Exercise details:
Rewrite the lines from the start of the records through the line containing "55 86 L 52 83", including that line, as a numbered list with blank lines left out.

Supplied information:
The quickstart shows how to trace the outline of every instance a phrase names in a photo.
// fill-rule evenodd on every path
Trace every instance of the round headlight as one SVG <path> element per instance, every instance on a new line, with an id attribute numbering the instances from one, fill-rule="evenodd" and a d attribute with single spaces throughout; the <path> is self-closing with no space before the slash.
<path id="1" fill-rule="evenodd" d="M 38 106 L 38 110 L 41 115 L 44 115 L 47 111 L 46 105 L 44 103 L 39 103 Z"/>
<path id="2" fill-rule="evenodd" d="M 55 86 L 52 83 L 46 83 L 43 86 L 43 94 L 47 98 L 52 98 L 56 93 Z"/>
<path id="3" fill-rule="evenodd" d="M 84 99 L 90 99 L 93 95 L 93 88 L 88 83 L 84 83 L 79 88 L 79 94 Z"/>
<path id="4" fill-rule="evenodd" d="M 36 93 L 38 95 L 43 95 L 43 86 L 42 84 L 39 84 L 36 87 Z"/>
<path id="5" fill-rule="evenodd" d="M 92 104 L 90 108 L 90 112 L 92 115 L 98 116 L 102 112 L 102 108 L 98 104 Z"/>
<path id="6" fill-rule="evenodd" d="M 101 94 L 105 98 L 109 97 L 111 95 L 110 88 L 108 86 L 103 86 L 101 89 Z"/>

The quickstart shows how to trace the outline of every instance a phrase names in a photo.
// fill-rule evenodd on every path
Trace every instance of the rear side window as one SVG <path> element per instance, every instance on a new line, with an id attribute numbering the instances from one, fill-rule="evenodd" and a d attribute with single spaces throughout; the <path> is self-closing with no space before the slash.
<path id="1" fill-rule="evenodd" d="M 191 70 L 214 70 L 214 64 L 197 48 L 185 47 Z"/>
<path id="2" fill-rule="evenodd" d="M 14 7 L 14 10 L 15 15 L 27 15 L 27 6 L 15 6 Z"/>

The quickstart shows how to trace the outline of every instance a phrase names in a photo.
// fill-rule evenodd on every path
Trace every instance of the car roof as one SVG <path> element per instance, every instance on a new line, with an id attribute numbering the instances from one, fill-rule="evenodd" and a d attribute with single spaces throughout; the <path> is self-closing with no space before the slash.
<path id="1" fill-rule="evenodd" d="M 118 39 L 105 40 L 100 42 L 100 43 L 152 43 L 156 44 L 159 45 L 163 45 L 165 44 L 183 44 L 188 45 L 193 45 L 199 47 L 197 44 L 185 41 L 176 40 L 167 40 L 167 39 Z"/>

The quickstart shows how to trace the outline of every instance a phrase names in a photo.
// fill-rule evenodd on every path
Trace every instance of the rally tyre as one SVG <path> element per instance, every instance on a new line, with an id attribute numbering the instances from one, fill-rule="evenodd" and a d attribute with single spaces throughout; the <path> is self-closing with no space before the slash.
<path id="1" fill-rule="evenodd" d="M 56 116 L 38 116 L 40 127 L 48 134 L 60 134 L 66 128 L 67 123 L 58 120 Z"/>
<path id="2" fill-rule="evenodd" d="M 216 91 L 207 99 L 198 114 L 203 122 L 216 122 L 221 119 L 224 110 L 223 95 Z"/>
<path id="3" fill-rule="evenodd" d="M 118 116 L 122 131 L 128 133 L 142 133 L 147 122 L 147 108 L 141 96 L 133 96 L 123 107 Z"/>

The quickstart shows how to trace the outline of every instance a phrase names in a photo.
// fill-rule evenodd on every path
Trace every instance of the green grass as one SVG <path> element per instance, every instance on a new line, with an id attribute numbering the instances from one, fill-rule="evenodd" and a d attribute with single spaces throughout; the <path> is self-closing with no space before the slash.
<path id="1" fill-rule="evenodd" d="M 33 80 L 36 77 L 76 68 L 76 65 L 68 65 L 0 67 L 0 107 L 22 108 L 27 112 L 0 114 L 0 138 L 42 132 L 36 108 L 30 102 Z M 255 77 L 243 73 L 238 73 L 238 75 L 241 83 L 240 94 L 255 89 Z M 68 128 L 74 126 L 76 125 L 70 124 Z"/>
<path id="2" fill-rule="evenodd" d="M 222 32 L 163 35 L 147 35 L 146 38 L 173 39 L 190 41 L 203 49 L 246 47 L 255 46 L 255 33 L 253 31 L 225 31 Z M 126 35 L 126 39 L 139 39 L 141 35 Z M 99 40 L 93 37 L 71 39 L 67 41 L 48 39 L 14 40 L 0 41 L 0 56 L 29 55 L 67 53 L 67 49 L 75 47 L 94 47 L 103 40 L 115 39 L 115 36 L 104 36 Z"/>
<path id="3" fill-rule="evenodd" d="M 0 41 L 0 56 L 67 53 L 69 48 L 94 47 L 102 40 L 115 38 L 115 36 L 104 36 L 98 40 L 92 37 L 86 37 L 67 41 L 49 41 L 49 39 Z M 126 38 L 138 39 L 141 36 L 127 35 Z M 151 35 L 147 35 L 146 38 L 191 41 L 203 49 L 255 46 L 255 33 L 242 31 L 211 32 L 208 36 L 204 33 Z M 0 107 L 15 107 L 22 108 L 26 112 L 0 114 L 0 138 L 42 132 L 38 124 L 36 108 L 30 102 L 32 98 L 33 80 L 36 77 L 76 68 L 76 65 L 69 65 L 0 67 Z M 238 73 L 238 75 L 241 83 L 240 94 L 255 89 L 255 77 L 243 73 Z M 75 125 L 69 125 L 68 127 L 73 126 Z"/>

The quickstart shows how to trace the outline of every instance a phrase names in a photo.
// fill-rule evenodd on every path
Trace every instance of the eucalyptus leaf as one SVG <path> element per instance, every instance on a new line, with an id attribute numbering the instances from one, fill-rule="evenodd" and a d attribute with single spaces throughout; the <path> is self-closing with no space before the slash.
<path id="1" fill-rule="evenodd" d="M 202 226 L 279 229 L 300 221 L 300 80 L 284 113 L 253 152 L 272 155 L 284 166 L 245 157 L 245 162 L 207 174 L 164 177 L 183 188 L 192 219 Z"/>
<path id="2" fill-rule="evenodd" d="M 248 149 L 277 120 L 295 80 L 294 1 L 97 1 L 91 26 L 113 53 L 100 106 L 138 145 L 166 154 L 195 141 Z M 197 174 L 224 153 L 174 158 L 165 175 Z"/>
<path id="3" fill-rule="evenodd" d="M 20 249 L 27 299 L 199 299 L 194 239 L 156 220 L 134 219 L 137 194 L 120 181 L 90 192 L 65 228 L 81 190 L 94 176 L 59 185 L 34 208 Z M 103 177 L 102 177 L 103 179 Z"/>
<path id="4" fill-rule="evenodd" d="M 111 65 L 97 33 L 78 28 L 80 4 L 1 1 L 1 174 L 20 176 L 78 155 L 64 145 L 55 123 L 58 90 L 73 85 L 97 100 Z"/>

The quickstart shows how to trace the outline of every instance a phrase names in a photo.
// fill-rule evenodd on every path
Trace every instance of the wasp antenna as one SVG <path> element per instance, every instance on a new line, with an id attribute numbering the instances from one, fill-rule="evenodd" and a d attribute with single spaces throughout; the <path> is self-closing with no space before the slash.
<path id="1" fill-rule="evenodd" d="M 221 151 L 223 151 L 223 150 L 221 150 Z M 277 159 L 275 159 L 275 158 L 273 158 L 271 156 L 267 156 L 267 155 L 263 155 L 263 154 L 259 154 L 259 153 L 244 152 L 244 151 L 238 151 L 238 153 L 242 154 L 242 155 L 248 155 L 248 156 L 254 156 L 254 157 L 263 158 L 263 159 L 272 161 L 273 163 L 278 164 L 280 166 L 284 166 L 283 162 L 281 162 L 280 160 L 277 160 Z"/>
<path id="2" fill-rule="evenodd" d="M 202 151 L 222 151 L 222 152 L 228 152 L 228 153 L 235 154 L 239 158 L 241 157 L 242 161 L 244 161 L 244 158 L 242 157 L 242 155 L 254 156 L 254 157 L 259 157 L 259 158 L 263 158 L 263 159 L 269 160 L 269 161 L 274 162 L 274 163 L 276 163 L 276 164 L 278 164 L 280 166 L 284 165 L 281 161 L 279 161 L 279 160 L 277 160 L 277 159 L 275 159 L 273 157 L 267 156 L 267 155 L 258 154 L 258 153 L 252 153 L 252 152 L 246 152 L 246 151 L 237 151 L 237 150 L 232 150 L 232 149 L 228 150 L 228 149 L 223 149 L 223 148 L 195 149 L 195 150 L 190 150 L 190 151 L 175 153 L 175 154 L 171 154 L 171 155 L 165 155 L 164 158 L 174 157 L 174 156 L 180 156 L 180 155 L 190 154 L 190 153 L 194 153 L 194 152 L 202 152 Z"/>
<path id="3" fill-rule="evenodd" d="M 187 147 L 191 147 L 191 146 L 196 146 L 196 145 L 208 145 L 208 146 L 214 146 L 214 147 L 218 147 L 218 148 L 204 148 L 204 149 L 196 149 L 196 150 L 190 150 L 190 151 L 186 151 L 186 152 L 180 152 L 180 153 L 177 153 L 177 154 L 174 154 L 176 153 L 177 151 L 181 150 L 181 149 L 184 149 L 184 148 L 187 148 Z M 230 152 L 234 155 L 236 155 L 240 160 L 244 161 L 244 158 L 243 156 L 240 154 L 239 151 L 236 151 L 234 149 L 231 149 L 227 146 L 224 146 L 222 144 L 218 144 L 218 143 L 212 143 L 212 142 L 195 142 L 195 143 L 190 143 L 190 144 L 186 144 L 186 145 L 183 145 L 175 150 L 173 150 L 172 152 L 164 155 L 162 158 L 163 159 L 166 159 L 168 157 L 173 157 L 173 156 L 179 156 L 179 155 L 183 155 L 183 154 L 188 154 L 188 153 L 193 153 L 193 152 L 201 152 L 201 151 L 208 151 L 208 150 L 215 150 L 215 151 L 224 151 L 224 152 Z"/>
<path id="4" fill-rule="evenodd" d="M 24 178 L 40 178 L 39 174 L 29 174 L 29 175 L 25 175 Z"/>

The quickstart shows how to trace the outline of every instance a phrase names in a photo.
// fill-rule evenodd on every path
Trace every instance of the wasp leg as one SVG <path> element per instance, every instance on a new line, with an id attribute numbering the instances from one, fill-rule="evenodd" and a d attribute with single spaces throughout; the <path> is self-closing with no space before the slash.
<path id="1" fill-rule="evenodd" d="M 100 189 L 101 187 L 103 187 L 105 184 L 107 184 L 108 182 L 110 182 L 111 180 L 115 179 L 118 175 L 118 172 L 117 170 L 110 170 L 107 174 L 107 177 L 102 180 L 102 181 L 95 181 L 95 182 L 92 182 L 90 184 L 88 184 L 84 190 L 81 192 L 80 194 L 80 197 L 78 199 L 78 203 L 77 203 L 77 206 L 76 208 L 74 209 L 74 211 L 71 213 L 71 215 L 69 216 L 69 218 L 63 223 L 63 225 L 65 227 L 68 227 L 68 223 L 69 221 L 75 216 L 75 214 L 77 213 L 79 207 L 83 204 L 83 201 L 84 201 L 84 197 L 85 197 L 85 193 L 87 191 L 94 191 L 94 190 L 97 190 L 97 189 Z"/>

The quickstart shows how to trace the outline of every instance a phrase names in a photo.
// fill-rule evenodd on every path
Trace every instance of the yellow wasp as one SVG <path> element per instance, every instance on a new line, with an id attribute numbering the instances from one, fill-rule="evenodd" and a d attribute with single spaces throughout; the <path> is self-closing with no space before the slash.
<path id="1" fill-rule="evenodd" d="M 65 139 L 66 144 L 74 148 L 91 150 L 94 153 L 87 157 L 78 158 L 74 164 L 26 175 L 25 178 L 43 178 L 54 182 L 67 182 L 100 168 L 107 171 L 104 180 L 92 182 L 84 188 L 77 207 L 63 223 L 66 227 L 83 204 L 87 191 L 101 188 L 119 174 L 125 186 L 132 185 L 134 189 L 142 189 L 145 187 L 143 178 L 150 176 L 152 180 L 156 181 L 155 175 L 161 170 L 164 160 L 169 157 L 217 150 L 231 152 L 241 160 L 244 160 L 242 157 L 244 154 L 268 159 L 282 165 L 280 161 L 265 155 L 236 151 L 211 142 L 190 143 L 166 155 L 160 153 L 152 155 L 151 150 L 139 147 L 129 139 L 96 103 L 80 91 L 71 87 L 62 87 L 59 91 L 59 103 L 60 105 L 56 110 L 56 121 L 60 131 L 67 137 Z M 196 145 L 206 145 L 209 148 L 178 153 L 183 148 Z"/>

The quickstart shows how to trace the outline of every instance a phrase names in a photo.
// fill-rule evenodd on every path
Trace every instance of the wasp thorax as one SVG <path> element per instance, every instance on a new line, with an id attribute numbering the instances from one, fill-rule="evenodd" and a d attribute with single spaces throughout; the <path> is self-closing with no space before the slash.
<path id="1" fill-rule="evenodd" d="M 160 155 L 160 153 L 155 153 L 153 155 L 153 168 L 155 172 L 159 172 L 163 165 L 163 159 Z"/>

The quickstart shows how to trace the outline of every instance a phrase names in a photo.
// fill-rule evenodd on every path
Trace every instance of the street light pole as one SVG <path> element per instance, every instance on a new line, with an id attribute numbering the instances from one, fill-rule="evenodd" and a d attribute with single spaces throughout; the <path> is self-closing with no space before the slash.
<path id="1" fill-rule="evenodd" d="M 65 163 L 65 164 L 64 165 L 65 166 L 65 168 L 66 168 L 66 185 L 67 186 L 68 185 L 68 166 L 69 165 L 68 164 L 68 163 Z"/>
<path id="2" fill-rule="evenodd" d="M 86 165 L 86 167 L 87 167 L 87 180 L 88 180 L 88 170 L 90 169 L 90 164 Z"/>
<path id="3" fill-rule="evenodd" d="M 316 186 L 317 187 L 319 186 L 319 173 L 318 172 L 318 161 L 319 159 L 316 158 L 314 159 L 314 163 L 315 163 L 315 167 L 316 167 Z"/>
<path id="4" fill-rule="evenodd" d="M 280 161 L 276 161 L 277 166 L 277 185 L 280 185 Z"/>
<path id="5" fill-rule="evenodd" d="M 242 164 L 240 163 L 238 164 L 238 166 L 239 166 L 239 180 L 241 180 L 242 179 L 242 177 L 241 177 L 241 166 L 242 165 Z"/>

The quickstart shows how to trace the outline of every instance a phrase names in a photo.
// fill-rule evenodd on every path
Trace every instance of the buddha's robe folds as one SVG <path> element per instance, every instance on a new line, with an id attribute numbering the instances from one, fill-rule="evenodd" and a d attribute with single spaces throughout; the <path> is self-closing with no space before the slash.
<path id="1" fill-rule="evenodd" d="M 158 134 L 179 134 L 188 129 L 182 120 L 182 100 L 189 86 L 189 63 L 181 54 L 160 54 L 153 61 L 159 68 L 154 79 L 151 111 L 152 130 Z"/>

Complete output:
1. The quickstart shows how to trace the outline of every instance a phrase names in a photo.
2. // fill-rule evenodd on every path
3. Trace every instance of the round headlight as one SVG <path> element per instance, every instance on a new line, with an id attribute numbering the instances from one, fill-rule="evenodd" and a d attribute with single spaces throughout; the <path> is self-closing with no space before the slash.
4. <path id="1" fill-rule="evenodd" d="M 38 106 L 38 110 L 41 115 L 44 115 L 47 111 L 46 105 L 44 103 L 39 103 Z"/>
5. <path id="2" fill-rule="evenodd" d="M 55 86 L 52 83 L 46 83 L 43 86 L 43 94 L 47 98 L 52 98 L 56 93 Z"/>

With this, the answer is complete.